• Text block
Down in the Woods Today
April 2013
McClelland Sculpture Survey & Award
Remember when modern sculpture began to resemble a snake hung on a fence to die? Everyone knew that it wouldn’t die until sundown but by the later 1970s the light was fading. Conceptual and post-object art looked to have delivered the killer blow.
Thirty years later and that snake looks in rude health. What happened? How is it that by-the-sea sculpture projects are big and getting bigger, no self-respecting freeway is complete without some funky sculptural ornamentation and installation art is the weapon of choice for countless artists? The trick was to keep an eye on that snake. It didn’t die, just changed its skin and address. American art critic Rosalind Krauss nailed it in 1979 when she introduced the idea of ‘sculpture in an expanded field.’ Through this new deal sculpture got to keep its brand name but it did have to concede territory. Sculpture could keep on calling itself sculpture provided it was also about everything else. Like, somehow the spacy bits between object, artist and viewer were sculpture too. Couldn’t be simpler.
Talking of expanded fields, the 5th McClelland Sculpture Survey is currently reaping the benefits of expanding into some of its ‘new’ territory, adjacent to the Gallery and existing Sculpture Park. This area heavily wooded, ti tree scrub. There are paths and the odd clearing but there is a sense that, once on the Survey trail, you are being swallowed by the bush. Most works are visually isolated from each other. They just appear. This dynamic works a treat for sculptures such as Christopher Langton’s Away with the fairies, a group of sexed up animatrons who look like runaways from a teen party teleportation caper gone wrong. Likewise for Troy Emery’s Golden Beast which blocks the path like a spangled Gay Mardi Gras Yeti which everyone knows must be obeyed. Add to this Matt Calvert’s cookie cutter kid, Boy pointing down, which commands a clearing with the kind of purposeful gesture I thought only Flat Stanley was capable of. So many works feed off this peek-a-boo dynamic. It fires at the get-go with Anton McMurray’s Seed which greets Survey trekkers while they are still putting on the sunblock. The McClelland Survey team must have Seed high on its praise the lord list because it has ‘enter’ written all over it from its gonzo-gothic tips to its stolidly classical roots.

• Exercise requirements
1 - Please say whether each statement agrees with the sculpture survey review, answering yes or no and quoting the deciding words. (a) Rosalind Krauss introduced the idea of "sculpture in an expanded field" in 1979. (b) Most works on the Survey trail are visible from one another. (c) Troy Emery's Golden Beast stands in a clearing.
2 - Quote the sculpture survey review from "Thirty years later" to "Couldn’t be simpler.".

• Extracted information
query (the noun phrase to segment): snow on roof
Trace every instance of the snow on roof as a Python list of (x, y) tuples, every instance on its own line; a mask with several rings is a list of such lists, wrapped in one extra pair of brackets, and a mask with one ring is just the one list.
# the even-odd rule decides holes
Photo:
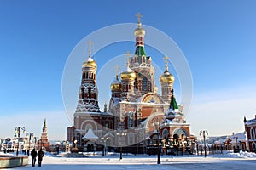
[(95, 133), (93, 133), (93, 131), (91, 130), (91, 128), (90, 128), (88, 130), (88, 132), (86, 133), (86, 134), (83, 137), (83, 139), (97, 139), (99, 137), (97, 137), (96, 135), (95, 135)]

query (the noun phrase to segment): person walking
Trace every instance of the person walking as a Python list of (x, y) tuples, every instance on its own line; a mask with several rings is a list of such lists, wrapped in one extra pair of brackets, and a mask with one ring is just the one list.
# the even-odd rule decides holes
[(36, 164), (36, 161), (37, 161), (37, 151), (35, 149), (33, 149), (32, 151), (31, 151), (31, 158), (32, 158), (32, 167), (35, 167), (35, 164)]
[(43, 157), (44, 157), (44, 151), (42, 150), (41, 148), (38, 153), (38, 167), (41, 167)]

• Task results
1 -
(a) Yes: "American art critic Rosalind Krauss nailed it in 1979 when she introduced the idea of ‘sculpture in an expanded field.’"
(b) No: "Most works are visually isolated from each other."
(c) No: "Troy Emery’s Golden Beast which blocks the path"

2 -
Thirty years later and that snake looks in rude health. What happened? How is it that by-the-sea sculpture projects are big and getting bigger, no self-respecting freeway is complete without some funky sculptural ornamentation and installation art is the weapon of choice for countless artists? The trick was to keep an eye on that snake. It didn’t die, just changed its skin and address. American art critic Rosalind Krauss nailed it in 1979 when she introduced the idea of ‘sculpture in an expanded field.’ Through this new deal sculpture got to keep its brand name but it did have to concede territory. Sculpture could keep on calling itself sculpture provided it was also about everything else. Like, somehow the spacy bits between object, artist and viewer were sculpture too. Couldn’t be simpler.